▶ **TO DO**: Output the items below as a two-column CSV with the columns text and answer, starting at the beginning of the items and ending at the line that contains "x=1316, y=182". Give one row per item, with each value in a single quoted field and line breaks replaced by spaces.

### SUPPLIED MATERIAL

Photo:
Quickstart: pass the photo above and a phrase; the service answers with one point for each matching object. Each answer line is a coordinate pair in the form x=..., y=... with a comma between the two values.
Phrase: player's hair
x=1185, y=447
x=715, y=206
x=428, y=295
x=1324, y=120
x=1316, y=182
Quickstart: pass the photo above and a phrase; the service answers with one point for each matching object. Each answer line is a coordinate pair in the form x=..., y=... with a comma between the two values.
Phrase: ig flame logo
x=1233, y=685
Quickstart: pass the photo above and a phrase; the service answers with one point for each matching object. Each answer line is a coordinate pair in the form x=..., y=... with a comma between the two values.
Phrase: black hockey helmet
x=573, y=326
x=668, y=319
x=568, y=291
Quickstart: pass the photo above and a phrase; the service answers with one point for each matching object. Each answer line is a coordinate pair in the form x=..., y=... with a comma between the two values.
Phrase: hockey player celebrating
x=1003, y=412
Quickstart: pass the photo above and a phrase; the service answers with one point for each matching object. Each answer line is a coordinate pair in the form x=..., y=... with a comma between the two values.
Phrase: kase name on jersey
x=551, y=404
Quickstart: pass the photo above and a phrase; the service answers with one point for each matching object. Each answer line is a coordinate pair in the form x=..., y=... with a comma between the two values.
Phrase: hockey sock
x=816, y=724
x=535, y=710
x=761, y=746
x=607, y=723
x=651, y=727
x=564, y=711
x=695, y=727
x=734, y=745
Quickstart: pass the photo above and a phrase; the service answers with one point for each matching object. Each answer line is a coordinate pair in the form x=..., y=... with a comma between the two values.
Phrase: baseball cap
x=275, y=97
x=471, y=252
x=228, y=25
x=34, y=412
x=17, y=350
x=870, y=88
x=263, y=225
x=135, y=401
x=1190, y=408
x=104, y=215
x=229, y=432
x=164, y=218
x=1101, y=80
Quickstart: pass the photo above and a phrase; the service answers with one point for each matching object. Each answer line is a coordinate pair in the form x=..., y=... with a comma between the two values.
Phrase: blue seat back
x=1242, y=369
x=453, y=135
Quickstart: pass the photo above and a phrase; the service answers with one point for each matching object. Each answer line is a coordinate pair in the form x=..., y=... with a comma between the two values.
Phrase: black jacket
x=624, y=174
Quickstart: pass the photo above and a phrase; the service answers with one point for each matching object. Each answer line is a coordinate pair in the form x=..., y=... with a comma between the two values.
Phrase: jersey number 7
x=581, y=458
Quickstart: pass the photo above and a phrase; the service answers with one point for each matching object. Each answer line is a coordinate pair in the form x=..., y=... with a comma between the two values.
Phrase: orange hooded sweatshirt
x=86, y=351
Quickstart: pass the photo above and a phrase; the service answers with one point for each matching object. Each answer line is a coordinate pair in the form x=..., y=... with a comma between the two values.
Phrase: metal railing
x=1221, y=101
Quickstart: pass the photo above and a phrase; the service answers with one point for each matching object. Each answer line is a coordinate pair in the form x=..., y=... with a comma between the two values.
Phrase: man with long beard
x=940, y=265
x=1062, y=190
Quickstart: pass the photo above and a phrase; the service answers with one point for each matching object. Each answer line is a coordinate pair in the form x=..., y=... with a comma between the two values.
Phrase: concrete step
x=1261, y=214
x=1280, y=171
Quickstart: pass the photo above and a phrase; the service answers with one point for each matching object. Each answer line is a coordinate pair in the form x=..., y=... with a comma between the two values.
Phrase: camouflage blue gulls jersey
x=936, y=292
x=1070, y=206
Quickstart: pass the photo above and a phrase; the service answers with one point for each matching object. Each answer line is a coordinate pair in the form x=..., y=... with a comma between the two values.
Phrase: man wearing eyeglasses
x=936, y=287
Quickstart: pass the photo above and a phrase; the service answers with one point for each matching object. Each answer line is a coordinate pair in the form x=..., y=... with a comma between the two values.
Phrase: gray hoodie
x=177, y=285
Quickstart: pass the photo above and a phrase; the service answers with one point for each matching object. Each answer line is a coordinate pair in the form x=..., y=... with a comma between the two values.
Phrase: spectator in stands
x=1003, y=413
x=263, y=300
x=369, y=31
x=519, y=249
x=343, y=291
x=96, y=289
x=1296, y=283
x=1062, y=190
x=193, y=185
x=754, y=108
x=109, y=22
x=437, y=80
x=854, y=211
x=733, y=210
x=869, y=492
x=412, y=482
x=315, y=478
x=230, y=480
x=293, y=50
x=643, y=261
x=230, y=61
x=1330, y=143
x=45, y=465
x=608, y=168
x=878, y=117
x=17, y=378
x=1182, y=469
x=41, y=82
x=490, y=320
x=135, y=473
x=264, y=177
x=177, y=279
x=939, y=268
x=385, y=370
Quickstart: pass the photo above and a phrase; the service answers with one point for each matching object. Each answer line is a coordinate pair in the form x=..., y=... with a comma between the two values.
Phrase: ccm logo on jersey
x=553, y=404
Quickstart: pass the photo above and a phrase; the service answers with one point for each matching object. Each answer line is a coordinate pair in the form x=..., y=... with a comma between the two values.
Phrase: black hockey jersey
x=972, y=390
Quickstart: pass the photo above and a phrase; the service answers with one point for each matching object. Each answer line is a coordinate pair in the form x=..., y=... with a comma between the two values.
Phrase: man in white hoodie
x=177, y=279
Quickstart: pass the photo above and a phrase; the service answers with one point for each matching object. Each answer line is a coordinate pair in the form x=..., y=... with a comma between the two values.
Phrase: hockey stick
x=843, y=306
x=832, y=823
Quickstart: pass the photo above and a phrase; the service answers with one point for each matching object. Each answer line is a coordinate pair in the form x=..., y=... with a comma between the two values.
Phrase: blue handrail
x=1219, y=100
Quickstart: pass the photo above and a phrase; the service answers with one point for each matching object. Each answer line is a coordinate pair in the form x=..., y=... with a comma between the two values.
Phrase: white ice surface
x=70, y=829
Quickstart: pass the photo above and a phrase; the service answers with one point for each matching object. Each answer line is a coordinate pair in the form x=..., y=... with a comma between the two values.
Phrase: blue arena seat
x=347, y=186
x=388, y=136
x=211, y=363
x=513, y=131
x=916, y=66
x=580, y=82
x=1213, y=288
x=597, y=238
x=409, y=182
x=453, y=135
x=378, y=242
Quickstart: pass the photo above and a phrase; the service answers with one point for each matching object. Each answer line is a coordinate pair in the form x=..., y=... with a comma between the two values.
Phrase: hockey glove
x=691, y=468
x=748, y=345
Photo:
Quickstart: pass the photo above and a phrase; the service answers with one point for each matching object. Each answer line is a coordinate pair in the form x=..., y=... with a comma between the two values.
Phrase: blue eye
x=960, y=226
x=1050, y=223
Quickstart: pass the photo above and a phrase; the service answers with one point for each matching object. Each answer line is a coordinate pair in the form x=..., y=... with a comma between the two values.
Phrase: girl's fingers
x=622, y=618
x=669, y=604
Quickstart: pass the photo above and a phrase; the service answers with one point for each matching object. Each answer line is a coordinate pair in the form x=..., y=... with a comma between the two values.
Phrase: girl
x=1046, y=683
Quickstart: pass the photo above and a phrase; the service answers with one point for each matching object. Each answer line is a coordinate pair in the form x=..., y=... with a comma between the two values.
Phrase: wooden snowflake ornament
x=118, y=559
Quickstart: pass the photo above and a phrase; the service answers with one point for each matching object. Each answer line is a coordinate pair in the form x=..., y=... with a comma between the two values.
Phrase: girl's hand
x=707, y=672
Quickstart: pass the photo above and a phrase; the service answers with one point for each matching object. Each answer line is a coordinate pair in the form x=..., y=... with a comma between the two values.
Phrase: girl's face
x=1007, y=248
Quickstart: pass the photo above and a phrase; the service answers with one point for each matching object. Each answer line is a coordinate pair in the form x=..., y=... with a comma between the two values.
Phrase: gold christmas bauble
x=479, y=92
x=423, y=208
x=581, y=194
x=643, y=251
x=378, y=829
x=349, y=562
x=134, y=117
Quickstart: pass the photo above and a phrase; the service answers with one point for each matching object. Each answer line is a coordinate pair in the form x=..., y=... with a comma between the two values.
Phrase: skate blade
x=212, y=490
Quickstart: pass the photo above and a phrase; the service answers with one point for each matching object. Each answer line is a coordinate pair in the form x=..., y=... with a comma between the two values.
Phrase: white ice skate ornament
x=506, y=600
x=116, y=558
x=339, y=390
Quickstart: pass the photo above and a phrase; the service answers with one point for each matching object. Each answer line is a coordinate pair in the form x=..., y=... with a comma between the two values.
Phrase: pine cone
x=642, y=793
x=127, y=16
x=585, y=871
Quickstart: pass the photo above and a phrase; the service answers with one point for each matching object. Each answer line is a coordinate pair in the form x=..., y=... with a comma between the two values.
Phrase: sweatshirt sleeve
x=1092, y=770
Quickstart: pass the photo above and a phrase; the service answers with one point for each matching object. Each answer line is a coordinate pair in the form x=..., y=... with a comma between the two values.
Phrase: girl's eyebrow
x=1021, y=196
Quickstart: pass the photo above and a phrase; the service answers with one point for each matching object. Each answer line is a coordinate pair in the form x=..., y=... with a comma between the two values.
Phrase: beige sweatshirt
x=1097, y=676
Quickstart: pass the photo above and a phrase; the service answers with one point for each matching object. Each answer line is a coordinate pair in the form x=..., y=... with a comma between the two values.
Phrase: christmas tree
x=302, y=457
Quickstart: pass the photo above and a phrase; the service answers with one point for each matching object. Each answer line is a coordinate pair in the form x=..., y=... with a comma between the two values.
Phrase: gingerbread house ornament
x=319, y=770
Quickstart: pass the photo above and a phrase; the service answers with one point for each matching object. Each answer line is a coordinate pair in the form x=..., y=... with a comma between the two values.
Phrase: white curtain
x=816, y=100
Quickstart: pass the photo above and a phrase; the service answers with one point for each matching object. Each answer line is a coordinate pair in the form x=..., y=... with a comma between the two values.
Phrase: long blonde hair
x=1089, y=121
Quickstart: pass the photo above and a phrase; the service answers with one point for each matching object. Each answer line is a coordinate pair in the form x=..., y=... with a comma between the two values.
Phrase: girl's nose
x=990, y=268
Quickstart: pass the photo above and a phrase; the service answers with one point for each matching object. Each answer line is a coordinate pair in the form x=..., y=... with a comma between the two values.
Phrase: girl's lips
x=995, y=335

######

▶ **ANSWER IN FULL**:
text,answer
"Photo: Quickstart: pass the photo above and a phrase; the service answers with one point for each matching object. Each answer line is a coordinate pair in the form x=..., y=... with a comma between the two values. Phrase: player's hair","x=1185, y=447 x=715, y=206 x=428, y=295 x=1324, y=120 x=1316, y=182"